_SUPPLIED PASSAGE_.
-*-

The court which sits in Luxembourg found that under EU law the State had an obligation to protect the pension entitlements of workers in the event of a company becoming insolvent. The protection is provided in the 2008 Insolvency Directive. It rejected the Government's claim that the State contributory pension should be taken into account in assessing how much of the lost pensions should be made up following the insolvency of Waterford Crystal and its pension fund in 2009. In May of taht year 2009, a request for a State guarantee on a €39m loan was rejected by the Irish Government, while the company had debts in excess of €470m and a significant deficit in its pension fund. Waterford Wedgwood, the parent company, claimed that Government assistance would be akin to the public bailouts of Northern Rock in Britain, Bear Stearns in the US and the rescue in the 1980s of Insurance Corporation of Ireland.

Waterford Crystal employed 3,200 people in Ireland, at its high point in the 1970's.

Glass making in Waterford dates from 1783 and in 1947, Czech immigrant Charles Bacik, grandfather of Irish Senator Ivana Bacik, opened a glass works in the city because of the reputation of the original glassware.

In the early 1950s, the operation was acquired by the Irish Glass Bottle company, which was controlled by the McGrath family who also operated the Irish Sweepstakes.

When a receiver was appointed in July 2009, 1,500 workers were told they would receive only between 18% and 28% of their full pension entitlements.

The court criticised the Government for not fulfilling obligations which were imposed following the judgement in favour of an English woman who brought a similar case against the UK in 2007, before the Insolvency Directive was introduced. On that occasion the court ruled that the woman, Carol Robins, should have received more than 49% of her pension entitlements after a double insolvency - - the bankruptcy of a company and its pension fund.

-*-

_PROBLEMS_.
- 1) In the passage on the Waterford Crystal pension case, how many people did Waterford Crystal employ in Ireland at its high point?
- 2) Repeat word for word the portion of the Waterford Crystal passage starting with "Glass making in" and going on through "the original glassware.".

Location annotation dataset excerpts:
-*-

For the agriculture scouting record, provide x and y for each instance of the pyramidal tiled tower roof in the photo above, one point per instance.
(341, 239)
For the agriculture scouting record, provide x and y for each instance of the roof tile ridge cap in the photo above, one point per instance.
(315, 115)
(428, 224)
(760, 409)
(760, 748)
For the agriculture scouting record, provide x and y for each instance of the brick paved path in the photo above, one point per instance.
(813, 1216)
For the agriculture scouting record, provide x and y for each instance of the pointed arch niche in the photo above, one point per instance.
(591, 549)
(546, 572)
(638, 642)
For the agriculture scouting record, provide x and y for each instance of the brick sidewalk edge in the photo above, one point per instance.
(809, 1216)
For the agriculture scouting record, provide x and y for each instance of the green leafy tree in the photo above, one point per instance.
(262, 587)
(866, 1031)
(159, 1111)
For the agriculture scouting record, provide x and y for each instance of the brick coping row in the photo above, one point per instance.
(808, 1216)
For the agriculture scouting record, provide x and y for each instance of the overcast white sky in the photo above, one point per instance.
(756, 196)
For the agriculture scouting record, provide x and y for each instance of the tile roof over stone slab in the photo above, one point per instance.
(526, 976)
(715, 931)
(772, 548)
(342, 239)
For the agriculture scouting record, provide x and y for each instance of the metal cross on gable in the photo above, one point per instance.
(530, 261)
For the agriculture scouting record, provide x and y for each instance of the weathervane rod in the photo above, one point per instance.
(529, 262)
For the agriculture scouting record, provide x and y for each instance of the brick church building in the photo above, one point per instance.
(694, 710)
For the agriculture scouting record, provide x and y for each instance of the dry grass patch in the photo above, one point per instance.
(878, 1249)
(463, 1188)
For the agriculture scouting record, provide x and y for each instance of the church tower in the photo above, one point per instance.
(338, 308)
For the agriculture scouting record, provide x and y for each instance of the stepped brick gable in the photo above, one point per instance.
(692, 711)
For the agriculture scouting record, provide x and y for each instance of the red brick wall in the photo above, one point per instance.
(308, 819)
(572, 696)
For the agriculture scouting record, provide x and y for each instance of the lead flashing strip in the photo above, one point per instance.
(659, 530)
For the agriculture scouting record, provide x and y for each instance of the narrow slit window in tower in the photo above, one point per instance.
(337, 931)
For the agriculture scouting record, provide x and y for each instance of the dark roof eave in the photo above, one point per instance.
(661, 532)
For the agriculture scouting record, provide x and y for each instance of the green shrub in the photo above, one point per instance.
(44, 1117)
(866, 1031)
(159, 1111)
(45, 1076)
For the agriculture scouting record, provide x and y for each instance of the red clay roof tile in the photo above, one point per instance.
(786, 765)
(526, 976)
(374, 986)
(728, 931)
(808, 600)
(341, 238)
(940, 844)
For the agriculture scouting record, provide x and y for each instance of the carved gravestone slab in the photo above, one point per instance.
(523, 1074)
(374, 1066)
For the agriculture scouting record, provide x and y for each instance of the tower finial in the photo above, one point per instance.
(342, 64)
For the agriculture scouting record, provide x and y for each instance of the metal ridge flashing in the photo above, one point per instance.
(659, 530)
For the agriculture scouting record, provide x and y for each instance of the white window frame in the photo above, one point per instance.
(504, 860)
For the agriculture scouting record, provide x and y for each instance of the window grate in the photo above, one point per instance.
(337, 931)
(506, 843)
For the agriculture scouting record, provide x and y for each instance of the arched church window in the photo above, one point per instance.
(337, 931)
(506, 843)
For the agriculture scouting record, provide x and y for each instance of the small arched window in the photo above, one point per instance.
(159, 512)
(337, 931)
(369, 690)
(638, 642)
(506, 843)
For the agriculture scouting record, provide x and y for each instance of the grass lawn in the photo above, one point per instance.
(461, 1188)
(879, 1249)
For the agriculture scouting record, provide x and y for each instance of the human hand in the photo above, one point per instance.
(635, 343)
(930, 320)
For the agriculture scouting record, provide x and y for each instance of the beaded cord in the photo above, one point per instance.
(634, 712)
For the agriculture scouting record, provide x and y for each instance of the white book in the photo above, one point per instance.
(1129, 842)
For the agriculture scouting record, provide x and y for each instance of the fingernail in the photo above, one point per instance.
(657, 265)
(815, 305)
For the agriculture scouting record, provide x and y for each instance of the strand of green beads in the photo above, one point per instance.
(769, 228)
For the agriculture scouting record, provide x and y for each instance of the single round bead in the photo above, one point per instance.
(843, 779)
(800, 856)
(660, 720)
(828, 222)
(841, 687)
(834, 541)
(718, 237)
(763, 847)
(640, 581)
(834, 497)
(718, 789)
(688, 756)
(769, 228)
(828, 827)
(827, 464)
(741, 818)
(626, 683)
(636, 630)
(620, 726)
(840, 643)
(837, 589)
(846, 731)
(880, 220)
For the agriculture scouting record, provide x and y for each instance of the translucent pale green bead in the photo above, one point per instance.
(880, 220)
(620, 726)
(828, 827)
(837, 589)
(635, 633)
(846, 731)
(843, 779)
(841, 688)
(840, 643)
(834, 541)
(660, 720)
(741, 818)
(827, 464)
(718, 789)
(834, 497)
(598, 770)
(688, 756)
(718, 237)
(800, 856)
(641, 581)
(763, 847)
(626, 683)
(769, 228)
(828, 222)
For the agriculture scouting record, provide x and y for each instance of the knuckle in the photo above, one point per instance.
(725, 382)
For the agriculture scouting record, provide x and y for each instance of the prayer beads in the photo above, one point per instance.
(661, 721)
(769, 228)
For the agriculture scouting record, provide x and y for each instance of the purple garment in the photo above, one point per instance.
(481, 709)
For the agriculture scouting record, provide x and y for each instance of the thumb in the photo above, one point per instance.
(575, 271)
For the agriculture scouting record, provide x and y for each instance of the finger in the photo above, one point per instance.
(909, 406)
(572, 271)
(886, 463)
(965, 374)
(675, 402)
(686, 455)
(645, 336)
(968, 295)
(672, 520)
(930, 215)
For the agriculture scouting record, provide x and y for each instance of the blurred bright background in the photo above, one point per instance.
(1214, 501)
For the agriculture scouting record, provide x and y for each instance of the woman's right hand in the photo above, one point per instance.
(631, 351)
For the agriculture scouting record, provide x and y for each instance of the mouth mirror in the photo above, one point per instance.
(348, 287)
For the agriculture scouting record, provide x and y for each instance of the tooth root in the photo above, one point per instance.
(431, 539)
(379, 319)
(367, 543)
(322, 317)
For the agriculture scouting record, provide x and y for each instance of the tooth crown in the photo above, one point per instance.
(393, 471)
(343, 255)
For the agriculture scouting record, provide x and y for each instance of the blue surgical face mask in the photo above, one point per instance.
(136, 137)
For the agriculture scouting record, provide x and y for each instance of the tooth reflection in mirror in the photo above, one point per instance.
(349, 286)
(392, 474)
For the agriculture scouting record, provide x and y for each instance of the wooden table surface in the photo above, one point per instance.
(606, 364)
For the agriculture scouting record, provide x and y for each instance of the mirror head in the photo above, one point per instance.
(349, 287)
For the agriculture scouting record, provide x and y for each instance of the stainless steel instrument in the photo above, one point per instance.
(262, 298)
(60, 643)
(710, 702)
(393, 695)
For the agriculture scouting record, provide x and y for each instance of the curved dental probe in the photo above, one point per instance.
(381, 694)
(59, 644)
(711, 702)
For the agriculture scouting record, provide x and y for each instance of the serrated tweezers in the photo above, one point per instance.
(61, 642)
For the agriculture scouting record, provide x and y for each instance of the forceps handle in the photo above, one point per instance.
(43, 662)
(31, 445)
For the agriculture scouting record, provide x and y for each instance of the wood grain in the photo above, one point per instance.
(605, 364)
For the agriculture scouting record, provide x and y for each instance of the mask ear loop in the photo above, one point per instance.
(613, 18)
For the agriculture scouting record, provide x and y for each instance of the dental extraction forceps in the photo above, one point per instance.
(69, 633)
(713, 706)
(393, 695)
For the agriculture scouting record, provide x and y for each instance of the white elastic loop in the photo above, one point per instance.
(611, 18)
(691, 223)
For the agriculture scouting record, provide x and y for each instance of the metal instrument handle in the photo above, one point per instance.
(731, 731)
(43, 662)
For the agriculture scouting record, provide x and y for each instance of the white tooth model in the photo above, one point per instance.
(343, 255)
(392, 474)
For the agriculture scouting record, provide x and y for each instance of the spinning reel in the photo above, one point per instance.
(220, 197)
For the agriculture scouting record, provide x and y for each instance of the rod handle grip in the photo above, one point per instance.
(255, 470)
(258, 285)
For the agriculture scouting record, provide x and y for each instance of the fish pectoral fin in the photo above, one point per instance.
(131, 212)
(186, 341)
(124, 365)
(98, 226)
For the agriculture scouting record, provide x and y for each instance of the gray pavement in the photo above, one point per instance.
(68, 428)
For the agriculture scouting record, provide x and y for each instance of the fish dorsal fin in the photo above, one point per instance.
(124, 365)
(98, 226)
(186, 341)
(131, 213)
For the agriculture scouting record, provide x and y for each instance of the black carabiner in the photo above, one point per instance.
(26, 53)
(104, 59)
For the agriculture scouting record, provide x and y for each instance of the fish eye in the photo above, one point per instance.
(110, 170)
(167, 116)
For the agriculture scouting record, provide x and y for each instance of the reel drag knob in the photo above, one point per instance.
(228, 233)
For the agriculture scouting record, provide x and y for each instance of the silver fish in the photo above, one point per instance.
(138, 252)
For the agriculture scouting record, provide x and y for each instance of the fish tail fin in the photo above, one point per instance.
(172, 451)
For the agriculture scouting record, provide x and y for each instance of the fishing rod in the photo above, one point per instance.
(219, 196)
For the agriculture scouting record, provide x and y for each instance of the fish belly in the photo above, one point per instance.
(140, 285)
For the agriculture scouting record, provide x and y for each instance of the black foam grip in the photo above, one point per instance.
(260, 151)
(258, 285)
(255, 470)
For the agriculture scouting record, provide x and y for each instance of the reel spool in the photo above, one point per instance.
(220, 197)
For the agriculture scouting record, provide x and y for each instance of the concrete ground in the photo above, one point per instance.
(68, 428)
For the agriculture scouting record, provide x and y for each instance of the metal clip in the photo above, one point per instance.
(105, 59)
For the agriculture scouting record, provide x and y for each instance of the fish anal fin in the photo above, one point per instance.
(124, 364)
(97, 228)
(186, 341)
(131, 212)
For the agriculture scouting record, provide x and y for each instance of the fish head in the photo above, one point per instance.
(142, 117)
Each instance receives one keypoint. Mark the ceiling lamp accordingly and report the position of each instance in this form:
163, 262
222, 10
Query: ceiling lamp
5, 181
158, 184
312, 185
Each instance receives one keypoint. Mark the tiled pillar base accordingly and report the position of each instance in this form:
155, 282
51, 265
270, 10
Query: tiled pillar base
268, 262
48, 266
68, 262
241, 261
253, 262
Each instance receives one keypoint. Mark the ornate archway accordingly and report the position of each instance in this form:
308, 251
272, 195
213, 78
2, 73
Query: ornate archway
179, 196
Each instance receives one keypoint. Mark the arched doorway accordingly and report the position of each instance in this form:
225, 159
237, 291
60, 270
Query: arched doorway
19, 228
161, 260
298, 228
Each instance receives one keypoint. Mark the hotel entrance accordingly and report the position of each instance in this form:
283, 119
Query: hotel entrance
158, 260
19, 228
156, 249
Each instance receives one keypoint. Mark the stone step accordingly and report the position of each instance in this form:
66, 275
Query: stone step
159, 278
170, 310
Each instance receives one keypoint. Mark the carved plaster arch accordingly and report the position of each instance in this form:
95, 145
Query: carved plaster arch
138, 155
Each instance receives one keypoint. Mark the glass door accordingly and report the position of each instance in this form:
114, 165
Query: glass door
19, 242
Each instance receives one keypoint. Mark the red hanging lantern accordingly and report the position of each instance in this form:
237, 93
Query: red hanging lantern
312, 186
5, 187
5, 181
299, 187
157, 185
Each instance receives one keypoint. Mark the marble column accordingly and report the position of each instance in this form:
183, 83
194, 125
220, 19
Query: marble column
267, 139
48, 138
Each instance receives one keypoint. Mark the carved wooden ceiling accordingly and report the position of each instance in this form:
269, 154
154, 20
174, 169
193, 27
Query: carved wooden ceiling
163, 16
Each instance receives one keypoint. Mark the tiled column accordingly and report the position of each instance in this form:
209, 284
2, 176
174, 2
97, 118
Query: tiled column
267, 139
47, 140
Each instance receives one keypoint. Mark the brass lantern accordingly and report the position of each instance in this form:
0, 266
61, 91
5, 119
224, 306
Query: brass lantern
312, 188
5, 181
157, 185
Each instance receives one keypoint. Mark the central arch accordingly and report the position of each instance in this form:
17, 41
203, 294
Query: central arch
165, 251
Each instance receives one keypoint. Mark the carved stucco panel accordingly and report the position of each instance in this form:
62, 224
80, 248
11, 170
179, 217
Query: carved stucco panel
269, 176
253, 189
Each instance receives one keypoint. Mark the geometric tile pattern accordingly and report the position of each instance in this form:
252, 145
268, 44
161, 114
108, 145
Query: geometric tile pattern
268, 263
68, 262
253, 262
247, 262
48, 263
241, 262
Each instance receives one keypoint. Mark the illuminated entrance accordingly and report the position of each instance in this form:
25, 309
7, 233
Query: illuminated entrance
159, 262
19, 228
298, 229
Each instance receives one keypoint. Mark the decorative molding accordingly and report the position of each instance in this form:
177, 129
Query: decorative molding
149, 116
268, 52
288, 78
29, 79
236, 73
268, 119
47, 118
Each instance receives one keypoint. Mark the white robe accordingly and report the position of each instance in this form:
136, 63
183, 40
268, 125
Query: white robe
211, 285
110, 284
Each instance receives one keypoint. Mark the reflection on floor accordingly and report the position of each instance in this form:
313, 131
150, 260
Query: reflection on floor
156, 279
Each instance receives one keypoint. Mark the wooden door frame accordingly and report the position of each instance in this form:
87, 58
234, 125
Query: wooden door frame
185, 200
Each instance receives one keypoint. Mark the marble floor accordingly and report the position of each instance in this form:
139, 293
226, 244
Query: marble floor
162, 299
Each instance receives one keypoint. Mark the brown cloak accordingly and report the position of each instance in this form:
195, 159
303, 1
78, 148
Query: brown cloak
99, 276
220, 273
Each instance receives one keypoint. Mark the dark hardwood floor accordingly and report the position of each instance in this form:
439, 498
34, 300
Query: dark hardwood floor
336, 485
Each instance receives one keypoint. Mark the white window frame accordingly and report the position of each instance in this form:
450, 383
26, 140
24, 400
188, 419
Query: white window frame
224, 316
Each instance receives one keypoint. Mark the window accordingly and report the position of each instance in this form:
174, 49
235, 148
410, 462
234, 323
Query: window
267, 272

-*-

_ANSWERS TO THE PROBLEMS_.
- 1) 3,200 people, in the 1970s.

- 2)
Glass making in Waterford dates from 1783 and in 1947, Czech immigrant Charles Bacik, grandfather of Irish Senator Ivana Bacik, opened a glass works in the city because of the reputation of the original glassware.